→ REQUIRED TASK A
Please output, word for word, the part of the San Andreas Fault passage below starting with "Oxygen, too, shows" and going on through "seismically disturbed rocks.".

→ SOURCE
-- start --

In the meantime, the samples the researchers have already collected are yielding new information. Gases, normally dissolved at the high pressures and temperatures inside a fault, are very good tracers of fluid flow inside Earth. The isotopic ratios of helium, for example, vary greatly between the mantle and the crust, the mantle having an extremely high ratio of 3He to 4He. On the Pacific plate side, helium isotope ratios indicate that the gas came from the crust. But on the other side, some of the helium also comes from the mantle. That suggests that the fault is preventing the migration of materials from one plate to the other.

Oxygen, too, shows isotopic variation. James J. Thordsen, a USGS geologist, notes that water on the east side of the fault is enriched in the heavier isotopes of oxygen. "That suggests a different origin," he says.

Other gases provide clues to the origin of fluids. Methane by itself is a good marker of microbial activity. A mix of hydrocarbons such as methane, ethane, and propane, on the other hand, would likely be produced from ancient organic sediments that have undergone reactions deep inside Earth. As expected, Wiersberg found biogenic methane at shallow depths, whereas at deeper depths, the gases were almost purely derived from organic sediments.

What did surprise geologists, he says, was the high concentration of hydrogen. The source, he hypothesizes, might be water's interaction with newly, seismically disturbed rocks.

Scientists had hoped to find evidence of high-pressure fluids in the core fault zone, which would help explain why the fault seems to slip so frictionlessly. But they didn't. "In fact, we don't seem to have found any," Zoback says. Solving that mystery may also have to wait until the next phase of the project in 2007.

One thing won't wait, and that's the San Andreas Fault. As it continues to creep, the steel core that was driven into it at Parkfield is beginning to deform. The tube is already offset by about 4 mm. In a few years, the fault's progress will shear the steel tube, although the new set of probes yet to be installed won't be affected. It's something SAFOD scientists anticipated, but it means that their window is limited. "We will have to hurry to use the existing hole in the next couple of years," Zoback says.

-- end --

→ LISTED RECORDS
-- start --

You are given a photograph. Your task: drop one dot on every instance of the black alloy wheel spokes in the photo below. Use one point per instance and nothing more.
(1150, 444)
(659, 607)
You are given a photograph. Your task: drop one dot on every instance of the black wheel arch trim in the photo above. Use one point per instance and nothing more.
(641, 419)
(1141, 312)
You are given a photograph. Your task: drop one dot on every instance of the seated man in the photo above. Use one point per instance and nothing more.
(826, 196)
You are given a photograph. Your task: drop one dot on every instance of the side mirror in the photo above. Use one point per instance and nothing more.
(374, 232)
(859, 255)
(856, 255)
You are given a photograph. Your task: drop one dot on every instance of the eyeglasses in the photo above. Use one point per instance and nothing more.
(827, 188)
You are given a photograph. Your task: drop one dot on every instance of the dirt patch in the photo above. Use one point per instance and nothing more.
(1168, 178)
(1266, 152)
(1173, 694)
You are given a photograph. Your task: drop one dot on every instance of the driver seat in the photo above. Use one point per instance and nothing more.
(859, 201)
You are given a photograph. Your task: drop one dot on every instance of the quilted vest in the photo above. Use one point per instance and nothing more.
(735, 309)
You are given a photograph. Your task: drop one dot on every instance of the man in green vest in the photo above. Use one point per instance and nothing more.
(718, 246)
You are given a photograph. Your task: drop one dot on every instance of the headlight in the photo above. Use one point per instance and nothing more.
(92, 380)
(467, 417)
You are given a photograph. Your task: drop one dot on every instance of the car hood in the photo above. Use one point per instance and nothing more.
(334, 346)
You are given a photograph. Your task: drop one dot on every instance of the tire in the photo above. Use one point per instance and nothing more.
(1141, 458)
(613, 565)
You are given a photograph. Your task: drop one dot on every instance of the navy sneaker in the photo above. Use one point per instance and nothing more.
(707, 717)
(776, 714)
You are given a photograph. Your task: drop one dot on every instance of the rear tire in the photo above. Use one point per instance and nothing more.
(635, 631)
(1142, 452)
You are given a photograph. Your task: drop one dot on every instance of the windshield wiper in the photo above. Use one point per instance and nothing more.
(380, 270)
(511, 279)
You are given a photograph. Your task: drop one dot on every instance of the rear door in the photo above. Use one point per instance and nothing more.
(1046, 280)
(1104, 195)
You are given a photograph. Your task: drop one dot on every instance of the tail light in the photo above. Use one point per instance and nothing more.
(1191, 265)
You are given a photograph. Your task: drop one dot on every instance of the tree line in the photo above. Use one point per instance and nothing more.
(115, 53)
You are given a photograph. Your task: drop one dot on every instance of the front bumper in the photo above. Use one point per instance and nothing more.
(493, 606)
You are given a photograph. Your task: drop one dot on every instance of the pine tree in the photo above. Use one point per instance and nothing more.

-- end --

→ REQUIRED TASK B
Render the rows above as a JSON list of strings, one string per line, starting with the line with "of the front" and going on through the last line of the rows. Leave out blank lines.

→ FULL ANSWER A
Oxygen, too, shows isotopic variation. James J. Thordsen, a USGS geologist, notes that water on the east side of the fault is enriched in the heavier isotopes of oxygen. "That suggests a different origin," he says.

Other gases provide clues to the origin of fluids. Methane by itself is a good marker of microbial activity. A mix of hydrocarbons such as methane, ethane, and propane, on the other hand, would likely be produced from ancient organic sediments that have undergone reactions deep inside Earth. As expected, Wiersberg found biogenic methane at shallow depths, whereas at deeper depths, the gases were almost purely derived from organic sediments.

What did surprise geologists, he says, was the high concentration of hydrogen. The source, he hypothesizes, might be water's interaction with newly, seismically disturbed rocks.

→ FULL ANSWER B
[
  "You are given a photograph. Your task: drop one dot on every instance of the front bumper in the photo above. Use one point per instance and nothing more.",
  "(493, 606)",
  "You are given a photograph. Your task: drop one dot on every instance of the pine tree in the photo above. Use one point per instance and nothing more."
]